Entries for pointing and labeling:

-- START --

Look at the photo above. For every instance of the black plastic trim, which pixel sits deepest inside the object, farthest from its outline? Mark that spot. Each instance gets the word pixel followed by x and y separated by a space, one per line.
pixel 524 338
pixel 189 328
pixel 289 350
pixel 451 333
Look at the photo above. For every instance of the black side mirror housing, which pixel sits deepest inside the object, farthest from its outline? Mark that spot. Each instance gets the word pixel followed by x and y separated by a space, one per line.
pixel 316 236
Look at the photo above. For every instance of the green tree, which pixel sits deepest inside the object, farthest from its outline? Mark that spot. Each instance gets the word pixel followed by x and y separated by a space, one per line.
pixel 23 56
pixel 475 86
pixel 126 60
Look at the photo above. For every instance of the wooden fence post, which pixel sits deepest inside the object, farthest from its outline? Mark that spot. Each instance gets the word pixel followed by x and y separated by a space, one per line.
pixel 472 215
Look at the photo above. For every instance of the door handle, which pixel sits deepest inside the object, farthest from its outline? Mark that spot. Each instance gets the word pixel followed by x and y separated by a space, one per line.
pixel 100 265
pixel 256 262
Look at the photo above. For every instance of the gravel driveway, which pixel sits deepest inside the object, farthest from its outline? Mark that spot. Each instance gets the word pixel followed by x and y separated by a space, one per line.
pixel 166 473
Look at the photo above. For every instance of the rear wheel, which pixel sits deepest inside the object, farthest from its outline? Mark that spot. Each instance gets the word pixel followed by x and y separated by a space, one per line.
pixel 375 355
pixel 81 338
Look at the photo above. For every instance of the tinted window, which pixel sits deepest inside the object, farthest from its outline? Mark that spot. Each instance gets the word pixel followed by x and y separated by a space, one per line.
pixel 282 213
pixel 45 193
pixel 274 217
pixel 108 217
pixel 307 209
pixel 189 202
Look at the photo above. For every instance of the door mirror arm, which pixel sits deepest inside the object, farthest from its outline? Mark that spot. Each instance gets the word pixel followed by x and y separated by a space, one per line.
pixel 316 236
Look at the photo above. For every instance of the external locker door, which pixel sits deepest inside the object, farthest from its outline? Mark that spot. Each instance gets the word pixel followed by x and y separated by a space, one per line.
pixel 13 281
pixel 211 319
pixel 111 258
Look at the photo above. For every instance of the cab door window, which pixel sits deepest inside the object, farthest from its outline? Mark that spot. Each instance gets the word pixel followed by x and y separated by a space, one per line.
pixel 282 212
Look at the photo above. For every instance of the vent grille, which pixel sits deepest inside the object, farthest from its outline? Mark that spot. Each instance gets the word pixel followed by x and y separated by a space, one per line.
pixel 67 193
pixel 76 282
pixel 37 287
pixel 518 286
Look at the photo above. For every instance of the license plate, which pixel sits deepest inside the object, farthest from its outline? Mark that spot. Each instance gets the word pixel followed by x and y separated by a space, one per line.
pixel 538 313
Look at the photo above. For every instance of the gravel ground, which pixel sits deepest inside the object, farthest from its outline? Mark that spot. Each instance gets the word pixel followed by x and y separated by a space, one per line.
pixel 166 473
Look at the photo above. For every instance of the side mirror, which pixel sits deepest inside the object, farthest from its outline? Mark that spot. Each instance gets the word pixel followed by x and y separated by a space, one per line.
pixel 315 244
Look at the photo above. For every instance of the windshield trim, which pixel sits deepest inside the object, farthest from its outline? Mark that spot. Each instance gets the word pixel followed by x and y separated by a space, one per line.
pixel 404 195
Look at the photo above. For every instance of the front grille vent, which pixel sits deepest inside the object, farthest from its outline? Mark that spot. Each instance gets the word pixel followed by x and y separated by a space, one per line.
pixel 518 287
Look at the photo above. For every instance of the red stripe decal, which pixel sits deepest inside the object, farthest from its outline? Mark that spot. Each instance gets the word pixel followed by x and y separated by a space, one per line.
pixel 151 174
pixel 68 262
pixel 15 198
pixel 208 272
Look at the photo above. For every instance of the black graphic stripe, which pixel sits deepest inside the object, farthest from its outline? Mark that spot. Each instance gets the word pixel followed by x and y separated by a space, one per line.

-- END --

PROBLEM DESCRIPTION: Rewrite the records above, replacing "farthest from its outline" with "most distant from its boundary" and leaving everything else as it stands.

EXERCISE RESULT:
Look at the photo above. For every instance of the black plastic trim, which pixel sits deepest inside the object, most distant from its boundary? Mark that spot. Each instance gets the word pixel followed by x and y separated by a space, one per line.
pixel 524 338
pixel 189 328
pixel 289 350
pixel 451 333
Look at the photo above. For every instance of the black side mirror housing, which pixel sits deepest inside the object, most distant from its boundary? Mark that spot. Each instance gets the word pixel followed by x and y separated by a space, one per line.
pixel 316 236
Look at the photo above. For every instance of the green tree, which pixel sits deepest inside the object, most distant from its boundary? Mark that spot. Each instance gets the word pixel followed by x and y separated by a space, one per line.
pixel 23 56
pixel 475 86
pixel 126 60
Look at the photo above. For every instance of the wooden fence post, which pixel sits deepest inside the object, most distant from its boundary? Mark that spot. Each instance gets the word pixel followed by x and y separated by a space, one per line.
pixel 472 215
Look at the photo above. For every instance of the door handle, which pixel sits deepest inside the object, most distant from its boundary? Mark that spot. Each instance gets the word pixel followed by x and y separated by a space, one per line.
pixel 100 265
pixel 256 262
Look at the photo above. For every instance of the gravel driveway, which pixel sits deepest inside the object, most distant from its boundary? Mark that spot. Each instance gets the word pixel followed by x and y separated by a space, one per line.
pixel 166 473
Look at the photo above. For every instance of the rear wheel, which pixel sits deepest inside the object, most distant from its boundary? Mark that spot. Each instance gets the word pixel followed by x and y separated by a space, one per line.
pixel 375 355
pixel 81 338
Look at the photo above. For every instance of the tinted window, which pixel sits deepest inside the object, most distant from its boundary? Mark that spot. Each instance gets the word pixel followed by x and y separated by a space, one per line.
pixel 282 213
pixel 45 193
pixel 274 217
pixel 108 217
pixel 307 209
pixel 189 202
Look at the photo above. For every instance of the door mirror arm, which pixel sits deepest inside the object, most distant from its boundary? Mark that spot. Each instance gets the word pixel followed by x and y separated by a space, one per line.
pixel 316 236
Look at the photo above. For every instance of the external locker door, which pixel sits deepest inside the object, most distant from its boundary? Mark that spot. Each instance gets the word pixel followed by x and y separated by a space, one per line.
pixel 13 281
pixel 211 319
pixel 111 258
Look at the photo above. For every instance of the cab door window, which pixel sits deepest inside the object, most distant from its boundary? Mark that spot. Each instance gets the word pixel followed by x and y separated by a space, one per line.
pixel 282 212
Look at the photo above. For every instance of the vent grille, which pixel sits deepest inside the object, most distant from its boundary? Mark that spot. Each instance gets the word pixel followed by x and y separated by a space, one per line.
pixel 67 193
pixel 76 282
pixel 37 287
pixel 518 286
Look at the photo above. For every instance of the license plate, which pixel sits deepest inside the object, most distant from its boundary? Mark that spot. Each instance gets the word pixel followed by x and y separated by a space, one per line.
pixel 538 313
Look at the photo above. For every instance of the gravel ground, which pixel sits deepest inside the object, most distant from its boundary? Mark that spot. Each instance gets the word pixel followed by x and y separated by a space, one per line.
pixel 166 473
Look at the photo above. For every instance of the side mirror, which pixel sits deepest inside the object, most distant from its boundary? Mark that spot. Each instance gets the word pixel followed by x and y separated by a space, one per line.
pixel 315 244
Look at the photo above. For every instance of the windshield trim, which pixel sits deepest inside the object, most distant from its boundary? Mark that spot. Each instance gets the word pixel followed by x and y separated by a space, one per line.
pixel 404 195
Look at the photo above. For every instance of the front grille vent, which pixel sits deepest inside the object, most distant from its boundary? Mark that spot. Each instance gets the word pixel followed by x and y separated by a space, one per line.
pixel 518 287
Look at the photo above. For every instance of the red stripe decal, which pixel sits deepest inside the object, most distant from its boundary? Mark that spot. Each instance gets the word pixel followed by x and y separated by a space, one per line.
pixel 151 174
pixel 68 262
pixel 15 198
pixel 208 272
Look at the photo above. For every instance of the black graphic stripe, which pixel sits deepest inside the object, most distant from its boundary? Mark that spot. Each instance gets the word pixel followed by x and y separated by a space, one per line.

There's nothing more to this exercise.